- WHAT THIS TASK INVOLVES
Retype a passage from the rape culture article word for word, starting at the words "Imagine how many" and stopping after "sex with her.".

By Sinem Bilen-Onabanjo
11 June 2016   |   1:59 am
“It is in movies, in video games, in fashion and in music” stated a 2014 Al Jazeera report of rape culture, before defining it as “normalisation of sexual violence against women.”
Rape Statistics

Rape Statistics

A Woman’s Worth is not in the Length of her Skirt

She was wearing a mini skirt…She went to a club on her own…
She had had too much to drink…
She was a flirt…
She was dancing too close…
She let him into her dorm…
She didn’t say no…

Imagine how many times you’ve heard a variation of this sentence which makes her the subject of the verb when in actual fact she was the object of action – an action she never chose for herself, asked for, did not partake it which she will have to live with and relive for the rest of her life.

Two high-profile rape cases made headlines over the last two weeks. First it was the 16-year-old who was brutally gang raped in a Rio de Janeiro slum by no fewer than 30 men who had posted  a 38-second video on Twitter bragging about having sex with her.

Then came the Stanford University rape case where star athlete Brock Allen Turner facing a a sentence of maximum 14 years in state prison for sexually assaulting an unconscious woman was sentenced to only six months in jail because the judge, Aaron Persky, worried that a longer prison sentence would have a “severe impact on him”—yes, the rapist—and said, “I think he will not be a danger to others.”

In Brazil, Even after the police made public a segment of a cellphone video which shows the teenage victim of a gang rape naked on a bed, weakly pleading “no, no” to her laughing attackers, there were defenders of the accused. Their reasons?

She had attended sexually charged dance parties in favelas called baile funk…
She had a boyfriend…
She used recreational drugs…
She willingly and willingly consented to visit a house in the favela of Morro de Barão known as “the abbatoir”…
She already had a three-year-old child…

It isn’t gang rape, they said, it is group sex.

(Excerpts of location labeling data)
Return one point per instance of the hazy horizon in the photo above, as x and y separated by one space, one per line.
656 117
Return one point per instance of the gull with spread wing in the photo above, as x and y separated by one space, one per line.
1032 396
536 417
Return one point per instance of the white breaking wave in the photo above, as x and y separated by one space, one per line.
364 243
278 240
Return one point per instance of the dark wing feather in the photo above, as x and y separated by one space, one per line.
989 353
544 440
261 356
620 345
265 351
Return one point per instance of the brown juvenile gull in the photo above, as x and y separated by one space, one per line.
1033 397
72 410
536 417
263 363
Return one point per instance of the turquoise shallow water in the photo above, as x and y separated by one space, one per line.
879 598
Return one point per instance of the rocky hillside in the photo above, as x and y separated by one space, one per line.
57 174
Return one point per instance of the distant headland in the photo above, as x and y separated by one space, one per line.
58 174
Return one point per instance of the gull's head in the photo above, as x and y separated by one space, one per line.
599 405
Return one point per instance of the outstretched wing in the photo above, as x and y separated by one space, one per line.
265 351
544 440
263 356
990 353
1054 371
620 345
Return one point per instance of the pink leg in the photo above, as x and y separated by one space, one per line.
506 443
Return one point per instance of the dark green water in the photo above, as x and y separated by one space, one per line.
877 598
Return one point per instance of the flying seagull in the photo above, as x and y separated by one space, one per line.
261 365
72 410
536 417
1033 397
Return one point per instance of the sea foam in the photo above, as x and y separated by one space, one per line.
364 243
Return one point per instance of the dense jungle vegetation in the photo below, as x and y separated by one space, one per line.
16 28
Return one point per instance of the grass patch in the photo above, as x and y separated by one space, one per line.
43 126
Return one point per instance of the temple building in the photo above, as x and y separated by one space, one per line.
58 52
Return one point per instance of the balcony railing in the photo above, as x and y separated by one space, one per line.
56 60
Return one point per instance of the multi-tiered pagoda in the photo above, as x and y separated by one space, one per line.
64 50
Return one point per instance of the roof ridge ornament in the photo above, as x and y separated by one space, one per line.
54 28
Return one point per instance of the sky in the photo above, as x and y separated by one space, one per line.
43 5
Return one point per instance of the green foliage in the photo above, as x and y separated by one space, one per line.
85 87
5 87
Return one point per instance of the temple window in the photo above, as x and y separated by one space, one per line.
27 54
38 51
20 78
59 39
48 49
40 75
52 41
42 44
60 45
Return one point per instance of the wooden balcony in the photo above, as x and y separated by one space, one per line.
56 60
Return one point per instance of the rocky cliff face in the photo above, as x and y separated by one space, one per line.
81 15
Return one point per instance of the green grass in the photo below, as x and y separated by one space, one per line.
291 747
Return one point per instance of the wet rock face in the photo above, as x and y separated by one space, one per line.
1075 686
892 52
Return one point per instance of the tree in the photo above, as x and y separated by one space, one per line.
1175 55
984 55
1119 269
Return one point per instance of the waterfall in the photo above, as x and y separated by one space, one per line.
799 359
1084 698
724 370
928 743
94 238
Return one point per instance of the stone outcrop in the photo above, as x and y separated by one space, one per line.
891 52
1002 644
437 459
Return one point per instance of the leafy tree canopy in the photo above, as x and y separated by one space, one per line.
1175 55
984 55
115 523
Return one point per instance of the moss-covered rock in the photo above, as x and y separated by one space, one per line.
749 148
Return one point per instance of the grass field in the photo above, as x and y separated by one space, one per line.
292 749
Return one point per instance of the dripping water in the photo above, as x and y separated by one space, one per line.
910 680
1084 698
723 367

- EXERCISE RESPONSE
Imagine how many times you’ve heard a variation of this sentence which makes her the subject of the verb when in actual fact she was the object of action – an action she never chose for herself, asked for, did not partake it which she will have to live with and relive for the rest of her life.

Two high-profile rape cases made headlines over the last two weeks. First it was the 16-year-old who was brutally gang raped in a Rio de Janeiro slum by no fewer than 30 men who had posted  a 38-second video on Twitter bragging about having sex with her.